* [Named object pointing items]:

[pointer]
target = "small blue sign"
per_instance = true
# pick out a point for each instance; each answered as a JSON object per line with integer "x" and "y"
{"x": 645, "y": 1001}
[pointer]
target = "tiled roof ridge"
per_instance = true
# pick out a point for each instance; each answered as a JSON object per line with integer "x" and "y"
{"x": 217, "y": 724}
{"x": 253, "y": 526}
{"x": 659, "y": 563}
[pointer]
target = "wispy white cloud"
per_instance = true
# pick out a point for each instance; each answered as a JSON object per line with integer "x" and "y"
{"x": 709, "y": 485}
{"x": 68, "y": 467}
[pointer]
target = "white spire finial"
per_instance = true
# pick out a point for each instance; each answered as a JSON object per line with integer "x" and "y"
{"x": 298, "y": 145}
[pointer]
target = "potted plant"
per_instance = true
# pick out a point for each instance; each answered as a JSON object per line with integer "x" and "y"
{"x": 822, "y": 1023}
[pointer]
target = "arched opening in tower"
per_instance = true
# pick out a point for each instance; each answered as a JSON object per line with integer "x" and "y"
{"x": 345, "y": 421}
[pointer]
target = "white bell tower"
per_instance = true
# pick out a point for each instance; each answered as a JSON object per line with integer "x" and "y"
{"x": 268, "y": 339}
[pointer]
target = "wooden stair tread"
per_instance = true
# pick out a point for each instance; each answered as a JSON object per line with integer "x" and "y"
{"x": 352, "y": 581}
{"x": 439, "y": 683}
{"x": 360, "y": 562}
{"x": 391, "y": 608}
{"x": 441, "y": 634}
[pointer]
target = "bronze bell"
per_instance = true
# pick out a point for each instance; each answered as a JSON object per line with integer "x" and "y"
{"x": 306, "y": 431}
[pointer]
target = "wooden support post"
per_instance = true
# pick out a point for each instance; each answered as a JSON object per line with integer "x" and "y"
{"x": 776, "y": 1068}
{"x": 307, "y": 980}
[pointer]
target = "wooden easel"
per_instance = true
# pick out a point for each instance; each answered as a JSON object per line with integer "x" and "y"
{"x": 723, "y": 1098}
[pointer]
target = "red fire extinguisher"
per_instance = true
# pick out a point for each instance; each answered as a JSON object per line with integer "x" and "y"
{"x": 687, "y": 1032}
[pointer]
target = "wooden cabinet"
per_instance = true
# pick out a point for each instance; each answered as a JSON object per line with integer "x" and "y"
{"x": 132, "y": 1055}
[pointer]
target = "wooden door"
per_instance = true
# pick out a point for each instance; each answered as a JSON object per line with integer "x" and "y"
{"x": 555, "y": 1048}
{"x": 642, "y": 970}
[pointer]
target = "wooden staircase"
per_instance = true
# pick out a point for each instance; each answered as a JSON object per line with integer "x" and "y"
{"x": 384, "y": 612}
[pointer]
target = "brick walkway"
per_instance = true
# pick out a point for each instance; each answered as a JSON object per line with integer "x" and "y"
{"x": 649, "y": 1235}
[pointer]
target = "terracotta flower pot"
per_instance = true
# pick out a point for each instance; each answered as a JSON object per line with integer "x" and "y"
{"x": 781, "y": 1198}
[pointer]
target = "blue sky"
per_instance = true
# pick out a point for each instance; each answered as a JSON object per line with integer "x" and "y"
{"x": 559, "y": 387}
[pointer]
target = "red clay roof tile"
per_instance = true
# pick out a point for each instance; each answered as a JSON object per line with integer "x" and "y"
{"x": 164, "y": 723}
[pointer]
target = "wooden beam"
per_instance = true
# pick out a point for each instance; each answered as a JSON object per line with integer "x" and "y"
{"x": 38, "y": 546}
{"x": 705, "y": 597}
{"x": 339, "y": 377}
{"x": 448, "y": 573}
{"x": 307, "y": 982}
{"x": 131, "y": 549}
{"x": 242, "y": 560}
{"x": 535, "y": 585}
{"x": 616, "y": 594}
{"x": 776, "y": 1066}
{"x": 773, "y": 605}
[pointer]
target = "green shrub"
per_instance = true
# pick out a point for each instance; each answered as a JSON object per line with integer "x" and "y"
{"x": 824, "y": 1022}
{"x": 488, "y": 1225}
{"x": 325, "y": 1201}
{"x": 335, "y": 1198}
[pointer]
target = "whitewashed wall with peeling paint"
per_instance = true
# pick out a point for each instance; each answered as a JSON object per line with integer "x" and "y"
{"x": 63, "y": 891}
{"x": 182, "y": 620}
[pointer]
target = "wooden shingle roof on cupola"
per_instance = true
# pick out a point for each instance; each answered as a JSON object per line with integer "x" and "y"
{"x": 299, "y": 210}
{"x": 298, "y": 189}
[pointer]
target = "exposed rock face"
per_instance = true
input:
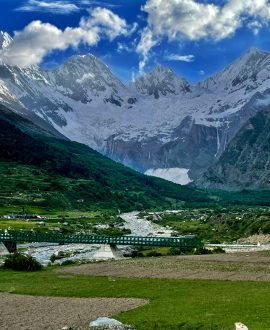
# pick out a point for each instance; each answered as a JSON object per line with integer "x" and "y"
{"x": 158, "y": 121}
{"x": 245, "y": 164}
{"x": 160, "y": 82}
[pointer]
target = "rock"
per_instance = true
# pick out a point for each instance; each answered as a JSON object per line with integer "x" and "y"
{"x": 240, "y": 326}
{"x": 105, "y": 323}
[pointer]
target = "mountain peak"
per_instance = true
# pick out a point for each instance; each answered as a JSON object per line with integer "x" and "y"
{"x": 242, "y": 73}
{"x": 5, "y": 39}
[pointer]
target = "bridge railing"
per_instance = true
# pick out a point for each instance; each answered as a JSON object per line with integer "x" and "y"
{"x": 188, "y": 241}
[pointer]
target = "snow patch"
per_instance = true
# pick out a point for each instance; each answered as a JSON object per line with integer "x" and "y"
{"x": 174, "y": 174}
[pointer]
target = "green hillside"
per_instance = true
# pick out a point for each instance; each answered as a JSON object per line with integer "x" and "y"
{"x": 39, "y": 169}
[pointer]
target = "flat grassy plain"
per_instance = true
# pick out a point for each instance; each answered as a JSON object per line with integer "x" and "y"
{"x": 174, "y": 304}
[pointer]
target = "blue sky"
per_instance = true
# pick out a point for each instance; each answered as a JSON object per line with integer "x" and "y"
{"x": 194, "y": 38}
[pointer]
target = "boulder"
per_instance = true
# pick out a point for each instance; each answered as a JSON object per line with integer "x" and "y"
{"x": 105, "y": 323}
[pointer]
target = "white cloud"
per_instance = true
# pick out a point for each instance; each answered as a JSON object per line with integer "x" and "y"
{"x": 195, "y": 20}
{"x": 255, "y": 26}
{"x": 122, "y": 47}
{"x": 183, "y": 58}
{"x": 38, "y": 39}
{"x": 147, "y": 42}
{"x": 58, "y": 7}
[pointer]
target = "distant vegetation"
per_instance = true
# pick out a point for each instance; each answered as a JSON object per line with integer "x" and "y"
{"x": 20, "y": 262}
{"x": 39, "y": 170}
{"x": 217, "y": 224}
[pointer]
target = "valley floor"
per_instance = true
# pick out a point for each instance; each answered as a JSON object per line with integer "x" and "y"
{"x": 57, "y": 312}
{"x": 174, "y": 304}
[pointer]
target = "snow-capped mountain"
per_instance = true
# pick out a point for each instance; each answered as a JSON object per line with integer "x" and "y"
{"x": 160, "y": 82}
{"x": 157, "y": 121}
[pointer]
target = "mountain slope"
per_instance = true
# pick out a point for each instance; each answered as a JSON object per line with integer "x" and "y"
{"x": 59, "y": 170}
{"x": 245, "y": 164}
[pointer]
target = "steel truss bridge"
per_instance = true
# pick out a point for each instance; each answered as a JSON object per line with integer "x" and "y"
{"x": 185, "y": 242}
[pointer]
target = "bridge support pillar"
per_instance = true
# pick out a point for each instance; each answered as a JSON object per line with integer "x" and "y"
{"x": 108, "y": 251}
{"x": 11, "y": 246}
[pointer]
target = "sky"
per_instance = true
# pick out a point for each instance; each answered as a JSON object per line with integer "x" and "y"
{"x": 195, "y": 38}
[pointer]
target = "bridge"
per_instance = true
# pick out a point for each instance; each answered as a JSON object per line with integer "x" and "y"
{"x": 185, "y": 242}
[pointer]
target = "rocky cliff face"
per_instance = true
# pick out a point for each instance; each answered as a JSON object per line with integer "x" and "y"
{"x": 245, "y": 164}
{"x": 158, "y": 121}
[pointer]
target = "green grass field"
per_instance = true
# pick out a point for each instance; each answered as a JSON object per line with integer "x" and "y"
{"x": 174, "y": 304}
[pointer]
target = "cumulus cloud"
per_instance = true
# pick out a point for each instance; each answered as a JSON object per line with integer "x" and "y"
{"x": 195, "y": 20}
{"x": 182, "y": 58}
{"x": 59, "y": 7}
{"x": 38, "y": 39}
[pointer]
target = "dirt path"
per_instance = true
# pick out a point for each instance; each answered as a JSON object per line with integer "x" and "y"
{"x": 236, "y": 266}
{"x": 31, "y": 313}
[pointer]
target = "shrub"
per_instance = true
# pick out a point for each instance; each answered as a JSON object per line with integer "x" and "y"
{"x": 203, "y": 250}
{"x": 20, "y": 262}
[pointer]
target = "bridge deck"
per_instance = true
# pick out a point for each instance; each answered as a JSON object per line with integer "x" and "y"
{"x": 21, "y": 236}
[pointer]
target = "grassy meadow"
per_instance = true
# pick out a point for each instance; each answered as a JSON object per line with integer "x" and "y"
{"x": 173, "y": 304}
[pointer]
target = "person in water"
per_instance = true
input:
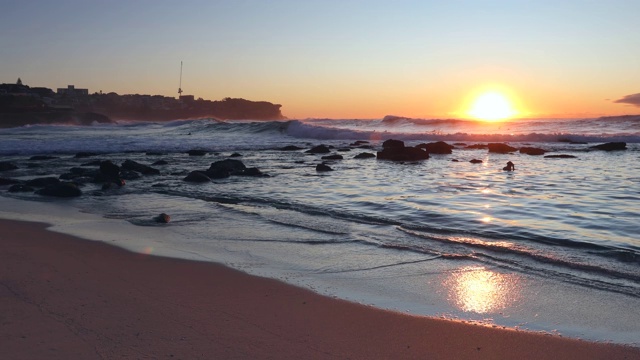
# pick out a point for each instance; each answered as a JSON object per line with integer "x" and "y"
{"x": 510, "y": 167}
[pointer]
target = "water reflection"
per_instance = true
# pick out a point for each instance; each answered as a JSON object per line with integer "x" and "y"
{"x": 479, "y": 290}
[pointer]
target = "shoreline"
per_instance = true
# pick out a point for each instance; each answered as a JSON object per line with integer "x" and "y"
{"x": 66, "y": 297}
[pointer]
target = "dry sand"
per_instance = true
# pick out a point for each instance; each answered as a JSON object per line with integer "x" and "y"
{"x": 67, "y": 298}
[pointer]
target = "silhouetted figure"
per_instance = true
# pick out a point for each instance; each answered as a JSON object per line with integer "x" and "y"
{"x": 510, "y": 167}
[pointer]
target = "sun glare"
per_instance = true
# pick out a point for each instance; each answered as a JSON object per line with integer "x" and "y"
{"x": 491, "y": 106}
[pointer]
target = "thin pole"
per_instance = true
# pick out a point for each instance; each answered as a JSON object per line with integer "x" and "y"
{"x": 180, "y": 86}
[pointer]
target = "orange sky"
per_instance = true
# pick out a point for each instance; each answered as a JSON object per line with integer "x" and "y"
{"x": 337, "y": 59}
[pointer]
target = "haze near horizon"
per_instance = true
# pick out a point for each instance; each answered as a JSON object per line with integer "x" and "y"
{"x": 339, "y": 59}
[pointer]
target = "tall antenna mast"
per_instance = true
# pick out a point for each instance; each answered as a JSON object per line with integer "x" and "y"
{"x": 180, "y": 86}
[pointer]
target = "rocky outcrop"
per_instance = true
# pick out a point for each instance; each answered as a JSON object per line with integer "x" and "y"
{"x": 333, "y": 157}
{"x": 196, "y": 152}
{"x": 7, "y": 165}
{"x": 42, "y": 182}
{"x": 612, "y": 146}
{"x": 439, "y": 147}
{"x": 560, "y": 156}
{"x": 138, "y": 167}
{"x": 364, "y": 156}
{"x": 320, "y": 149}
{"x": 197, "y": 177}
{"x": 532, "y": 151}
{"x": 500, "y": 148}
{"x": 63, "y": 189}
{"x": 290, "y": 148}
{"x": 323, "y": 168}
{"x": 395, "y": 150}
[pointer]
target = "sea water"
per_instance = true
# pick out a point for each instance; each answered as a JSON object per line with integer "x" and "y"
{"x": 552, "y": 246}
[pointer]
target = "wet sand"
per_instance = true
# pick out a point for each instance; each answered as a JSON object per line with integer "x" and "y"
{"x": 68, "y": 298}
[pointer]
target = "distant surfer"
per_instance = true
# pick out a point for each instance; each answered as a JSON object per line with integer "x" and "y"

* [Stated exercise]: Find every line in the items above that contains the string "bell", matching case exactly, and copy each of those lines.

* [Correct response]:
target = "white bell tower"
target = "bronze bell"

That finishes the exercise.